── Data ──
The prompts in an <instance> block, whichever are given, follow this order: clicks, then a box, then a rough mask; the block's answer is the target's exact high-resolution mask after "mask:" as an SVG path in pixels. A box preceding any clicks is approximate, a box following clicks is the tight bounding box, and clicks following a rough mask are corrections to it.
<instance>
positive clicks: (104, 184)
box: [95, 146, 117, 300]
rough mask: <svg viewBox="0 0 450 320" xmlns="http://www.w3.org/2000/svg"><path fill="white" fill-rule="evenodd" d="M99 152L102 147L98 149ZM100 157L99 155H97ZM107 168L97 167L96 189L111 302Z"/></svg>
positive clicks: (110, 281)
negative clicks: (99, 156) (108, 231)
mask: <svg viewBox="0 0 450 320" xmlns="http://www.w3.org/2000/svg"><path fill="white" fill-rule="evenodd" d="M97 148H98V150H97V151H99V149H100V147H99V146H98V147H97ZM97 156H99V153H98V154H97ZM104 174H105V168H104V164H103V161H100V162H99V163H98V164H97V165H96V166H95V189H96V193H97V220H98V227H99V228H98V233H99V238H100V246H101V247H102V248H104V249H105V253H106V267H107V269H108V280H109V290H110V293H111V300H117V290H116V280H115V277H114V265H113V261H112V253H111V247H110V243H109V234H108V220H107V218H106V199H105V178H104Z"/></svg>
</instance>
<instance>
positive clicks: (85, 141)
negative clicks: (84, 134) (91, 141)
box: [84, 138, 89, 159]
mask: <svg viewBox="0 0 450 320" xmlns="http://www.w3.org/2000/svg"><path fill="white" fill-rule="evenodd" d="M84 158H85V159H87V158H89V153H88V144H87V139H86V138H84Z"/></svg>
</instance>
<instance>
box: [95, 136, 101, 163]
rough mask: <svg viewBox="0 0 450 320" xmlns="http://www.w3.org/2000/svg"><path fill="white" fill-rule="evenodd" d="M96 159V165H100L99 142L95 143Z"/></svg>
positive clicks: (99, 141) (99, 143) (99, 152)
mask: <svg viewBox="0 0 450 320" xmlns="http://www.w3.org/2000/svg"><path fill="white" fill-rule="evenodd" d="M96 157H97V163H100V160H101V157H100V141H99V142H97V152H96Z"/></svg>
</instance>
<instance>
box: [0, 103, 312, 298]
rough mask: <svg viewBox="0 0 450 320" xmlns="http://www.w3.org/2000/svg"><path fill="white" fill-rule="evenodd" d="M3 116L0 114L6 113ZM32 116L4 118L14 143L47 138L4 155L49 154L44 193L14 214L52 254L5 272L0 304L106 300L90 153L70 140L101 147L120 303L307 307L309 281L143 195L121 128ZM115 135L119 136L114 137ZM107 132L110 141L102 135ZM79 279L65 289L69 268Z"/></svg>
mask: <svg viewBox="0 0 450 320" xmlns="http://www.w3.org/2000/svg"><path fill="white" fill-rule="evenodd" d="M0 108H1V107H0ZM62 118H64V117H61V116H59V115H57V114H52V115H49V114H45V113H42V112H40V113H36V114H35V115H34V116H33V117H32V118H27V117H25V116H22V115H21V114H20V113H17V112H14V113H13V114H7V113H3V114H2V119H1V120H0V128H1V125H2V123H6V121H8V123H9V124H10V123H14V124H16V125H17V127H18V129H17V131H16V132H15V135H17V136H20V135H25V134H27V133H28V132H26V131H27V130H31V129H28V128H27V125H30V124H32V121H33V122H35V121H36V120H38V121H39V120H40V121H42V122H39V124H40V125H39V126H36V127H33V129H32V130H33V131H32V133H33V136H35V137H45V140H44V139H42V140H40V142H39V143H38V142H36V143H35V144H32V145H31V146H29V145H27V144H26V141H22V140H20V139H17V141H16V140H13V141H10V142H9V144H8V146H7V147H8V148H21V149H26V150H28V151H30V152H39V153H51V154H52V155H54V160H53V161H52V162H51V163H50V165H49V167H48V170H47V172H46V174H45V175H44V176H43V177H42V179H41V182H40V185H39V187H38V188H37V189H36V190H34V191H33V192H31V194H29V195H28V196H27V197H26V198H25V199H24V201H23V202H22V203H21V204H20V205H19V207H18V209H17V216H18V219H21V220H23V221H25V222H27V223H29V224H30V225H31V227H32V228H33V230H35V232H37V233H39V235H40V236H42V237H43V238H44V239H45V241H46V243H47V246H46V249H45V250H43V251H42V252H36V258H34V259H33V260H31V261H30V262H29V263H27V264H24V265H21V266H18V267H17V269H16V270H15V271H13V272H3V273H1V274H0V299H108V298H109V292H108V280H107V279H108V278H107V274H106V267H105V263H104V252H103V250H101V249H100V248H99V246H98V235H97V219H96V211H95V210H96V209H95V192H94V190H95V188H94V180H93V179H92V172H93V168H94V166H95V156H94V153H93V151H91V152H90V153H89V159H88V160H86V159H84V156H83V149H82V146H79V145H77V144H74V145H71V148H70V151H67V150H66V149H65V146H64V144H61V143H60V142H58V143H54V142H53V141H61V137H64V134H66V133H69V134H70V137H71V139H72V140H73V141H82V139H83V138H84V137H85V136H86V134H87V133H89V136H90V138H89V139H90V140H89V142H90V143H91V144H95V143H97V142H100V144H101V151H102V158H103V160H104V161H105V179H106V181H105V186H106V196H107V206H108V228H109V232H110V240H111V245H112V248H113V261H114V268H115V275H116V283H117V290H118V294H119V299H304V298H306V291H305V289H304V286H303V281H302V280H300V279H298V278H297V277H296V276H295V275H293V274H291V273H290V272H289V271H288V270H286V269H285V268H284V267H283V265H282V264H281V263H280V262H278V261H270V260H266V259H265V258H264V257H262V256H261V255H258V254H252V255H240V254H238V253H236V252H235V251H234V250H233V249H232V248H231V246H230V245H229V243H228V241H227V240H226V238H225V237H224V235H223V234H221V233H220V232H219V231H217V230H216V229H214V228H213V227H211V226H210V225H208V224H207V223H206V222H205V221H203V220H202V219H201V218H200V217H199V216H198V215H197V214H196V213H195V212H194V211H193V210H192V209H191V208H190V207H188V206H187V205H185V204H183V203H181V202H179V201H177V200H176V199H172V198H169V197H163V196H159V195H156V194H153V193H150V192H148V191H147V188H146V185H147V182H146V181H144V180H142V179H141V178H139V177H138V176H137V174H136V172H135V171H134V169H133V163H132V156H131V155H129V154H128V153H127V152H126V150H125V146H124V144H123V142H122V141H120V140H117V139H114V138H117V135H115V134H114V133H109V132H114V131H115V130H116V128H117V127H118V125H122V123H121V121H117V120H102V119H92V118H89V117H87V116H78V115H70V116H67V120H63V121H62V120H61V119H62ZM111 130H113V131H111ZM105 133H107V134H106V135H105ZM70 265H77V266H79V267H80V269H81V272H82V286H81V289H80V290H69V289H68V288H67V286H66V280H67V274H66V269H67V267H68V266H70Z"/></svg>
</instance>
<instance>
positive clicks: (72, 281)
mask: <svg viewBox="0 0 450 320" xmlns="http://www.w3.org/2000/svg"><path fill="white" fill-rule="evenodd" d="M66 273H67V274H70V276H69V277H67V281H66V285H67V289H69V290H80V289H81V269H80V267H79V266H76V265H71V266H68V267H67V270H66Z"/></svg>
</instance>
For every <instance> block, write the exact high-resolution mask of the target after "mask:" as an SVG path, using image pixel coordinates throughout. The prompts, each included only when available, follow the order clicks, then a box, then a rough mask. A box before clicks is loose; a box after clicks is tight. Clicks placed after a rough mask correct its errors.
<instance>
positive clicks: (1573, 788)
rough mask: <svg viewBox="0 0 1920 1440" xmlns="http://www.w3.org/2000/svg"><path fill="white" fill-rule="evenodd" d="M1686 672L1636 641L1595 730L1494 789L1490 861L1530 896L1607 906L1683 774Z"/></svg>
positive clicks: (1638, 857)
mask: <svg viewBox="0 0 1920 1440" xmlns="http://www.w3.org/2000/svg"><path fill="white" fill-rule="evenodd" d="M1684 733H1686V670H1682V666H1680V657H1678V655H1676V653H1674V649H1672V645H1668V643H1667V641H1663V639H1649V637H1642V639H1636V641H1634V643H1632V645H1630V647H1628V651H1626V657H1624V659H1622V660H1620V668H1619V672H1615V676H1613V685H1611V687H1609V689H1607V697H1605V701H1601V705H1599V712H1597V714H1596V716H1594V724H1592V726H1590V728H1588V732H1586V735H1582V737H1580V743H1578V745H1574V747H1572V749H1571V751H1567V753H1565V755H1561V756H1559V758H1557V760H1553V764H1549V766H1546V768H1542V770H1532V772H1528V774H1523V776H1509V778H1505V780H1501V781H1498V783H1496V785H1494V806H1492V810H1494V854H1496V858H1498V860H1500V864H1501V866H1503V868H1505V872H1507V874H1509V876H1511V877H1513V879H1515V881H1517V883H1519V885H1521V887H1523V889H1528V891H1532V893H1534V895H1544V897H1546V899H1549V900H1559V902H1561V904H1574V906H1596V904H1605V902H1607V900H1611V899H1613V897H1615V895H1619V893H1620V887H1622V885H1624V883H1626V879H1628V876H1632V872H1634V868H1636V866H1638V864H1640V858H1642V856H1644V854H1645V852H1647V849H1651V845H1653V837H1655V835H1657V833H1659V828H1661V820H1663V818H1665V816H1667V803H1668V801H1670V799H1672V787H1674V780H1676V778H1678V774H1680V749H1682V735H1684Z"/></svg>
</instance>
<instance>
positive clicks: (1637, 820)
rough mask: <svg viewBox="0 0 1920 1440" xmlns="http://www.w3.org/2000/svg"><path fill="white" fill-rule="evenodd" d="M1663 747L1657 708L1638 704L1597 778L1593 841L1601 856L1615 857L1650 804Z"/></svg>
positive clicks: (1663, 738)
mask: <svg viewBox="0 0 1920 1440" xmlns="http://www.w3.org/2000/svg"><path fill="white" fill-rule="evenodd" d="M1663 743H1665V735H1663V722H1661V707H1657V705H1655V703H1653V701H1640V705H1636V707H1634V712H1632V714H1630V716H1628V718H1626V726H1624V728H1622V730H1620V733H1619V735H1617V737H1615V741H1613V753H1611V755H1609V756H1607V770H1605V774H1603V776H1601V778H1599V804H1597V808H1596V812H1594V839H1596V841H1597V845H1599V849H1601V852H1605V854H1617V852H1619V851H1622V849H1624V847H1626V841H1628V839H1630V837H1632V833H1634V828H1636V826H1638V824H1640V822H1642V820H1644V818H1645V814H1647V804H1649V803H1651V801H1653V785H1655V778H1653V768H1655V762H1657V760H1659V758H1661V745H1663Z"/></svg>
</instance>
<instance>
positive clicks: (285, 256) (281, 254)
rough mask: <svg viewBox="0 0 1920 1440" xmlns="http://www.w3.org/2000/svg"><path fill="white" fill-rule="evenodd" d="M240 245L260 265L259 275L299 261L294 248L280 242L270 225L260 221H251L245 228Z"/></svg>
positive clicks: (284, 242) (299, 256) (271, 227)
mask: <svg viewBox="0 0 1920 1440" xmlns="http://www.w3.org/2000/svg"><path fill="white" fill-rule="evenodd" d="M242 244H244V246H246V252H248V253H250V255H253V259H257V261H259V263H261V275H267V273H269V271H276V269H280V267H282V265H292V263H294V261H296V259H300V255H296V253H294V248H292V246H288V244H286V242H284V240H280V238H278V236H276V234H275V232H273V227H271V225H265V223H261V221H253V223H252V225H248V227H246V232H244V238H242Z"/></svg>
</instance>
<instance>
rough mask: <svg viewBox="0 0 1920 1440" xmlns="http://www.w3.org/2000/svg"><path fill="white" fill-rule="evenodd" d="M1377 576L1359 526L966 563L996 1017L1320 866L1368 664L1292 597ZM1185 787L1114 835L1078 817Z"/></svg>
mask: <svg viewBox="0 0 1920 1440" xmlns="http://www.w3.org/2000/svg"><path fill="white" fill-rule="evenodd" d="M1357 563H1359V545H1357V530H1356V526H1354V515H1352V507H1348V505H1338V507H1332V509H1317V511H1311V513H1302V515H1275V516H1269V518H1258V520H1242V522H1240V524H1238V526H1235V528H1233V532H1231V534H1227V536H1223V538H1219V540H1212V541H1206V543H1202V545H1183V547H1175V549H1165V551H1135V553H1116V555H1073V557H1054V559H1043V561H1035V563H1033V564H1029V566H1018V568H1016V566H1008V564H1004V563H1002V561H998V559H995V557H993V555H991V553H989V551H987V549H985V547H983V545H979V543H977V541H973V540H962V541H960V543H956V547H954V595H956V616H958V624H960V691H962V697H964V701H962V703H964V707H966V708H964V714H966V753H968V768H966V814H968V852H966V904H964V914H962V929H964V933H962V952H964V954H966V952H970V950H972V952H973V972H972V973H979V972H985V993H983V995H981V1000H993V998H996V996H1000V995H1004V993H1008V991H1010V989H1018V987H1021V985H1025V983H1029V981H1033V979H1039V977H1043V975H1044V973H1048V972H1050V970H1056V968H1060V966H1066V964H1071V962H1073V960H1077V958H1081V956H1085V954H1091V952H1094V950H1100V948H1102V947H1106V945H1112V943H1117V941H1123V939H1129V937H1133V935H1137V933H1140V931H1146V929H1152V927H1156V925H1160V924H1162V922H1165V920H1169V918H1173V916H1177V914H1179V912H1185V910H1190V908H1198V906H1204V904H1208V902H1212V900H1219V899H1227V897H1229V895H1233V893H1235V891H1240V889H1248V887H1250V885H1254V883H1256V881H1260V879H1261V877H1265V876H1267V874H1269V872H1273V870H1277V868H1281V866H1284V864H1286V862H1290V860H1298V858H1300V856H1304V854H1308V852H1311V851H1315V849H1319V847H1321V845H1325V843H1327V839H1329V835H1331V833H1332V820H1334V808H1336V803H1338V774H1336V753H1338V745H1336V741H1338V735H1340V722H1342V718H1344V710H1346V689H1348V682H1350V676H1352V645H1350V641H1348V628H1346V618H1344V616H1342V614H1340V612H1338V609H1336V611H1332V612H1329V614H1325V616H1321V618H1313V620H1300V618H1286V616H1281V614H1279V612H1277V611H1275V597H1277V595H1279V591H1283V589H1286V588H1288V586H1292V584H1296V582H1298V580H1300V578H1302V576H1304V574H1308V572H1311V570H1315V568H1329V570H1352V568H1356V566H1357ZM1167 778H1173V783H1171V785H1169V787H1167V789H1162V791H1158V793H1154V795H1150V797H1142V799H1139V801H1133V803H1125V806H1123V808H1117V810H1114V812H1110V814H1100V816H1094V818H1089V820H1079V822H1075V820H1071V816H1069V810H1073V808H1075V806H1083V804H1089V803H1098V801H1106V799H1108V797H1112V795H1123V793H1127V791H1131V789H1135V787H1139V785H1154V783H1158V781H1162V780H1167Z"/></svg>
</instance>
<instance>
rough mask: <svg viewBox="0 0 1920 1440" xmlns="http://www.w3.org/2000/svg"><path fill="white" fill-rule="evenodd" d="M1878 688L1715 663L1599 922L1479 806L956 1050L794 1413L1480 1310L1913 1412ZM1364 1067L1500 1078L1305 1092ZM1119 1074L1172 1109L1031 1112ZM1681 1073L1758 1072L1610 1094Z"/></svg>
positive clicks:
───
§ **What needs to be done**
Beginning at the top of the data, please return every line until and including the line containing "box: [95, 146, 117, 300]", copied exactly, and nothing past it.

§ **Exercise result**
The prompts in an <instance> block, whichever are given, follow this order: clicks, then a box, then a rough mask; the block's answer is the target's exact high-resolution mask after "mask:" as an SVG path in pixels. A box preceding any clicks is approximate, a box following clicks is the tight bounding box, and clicks following a rough mask are corrections to it.
<instance>
positive clicks: (104, 184)
box: [95, 146, 117, 300]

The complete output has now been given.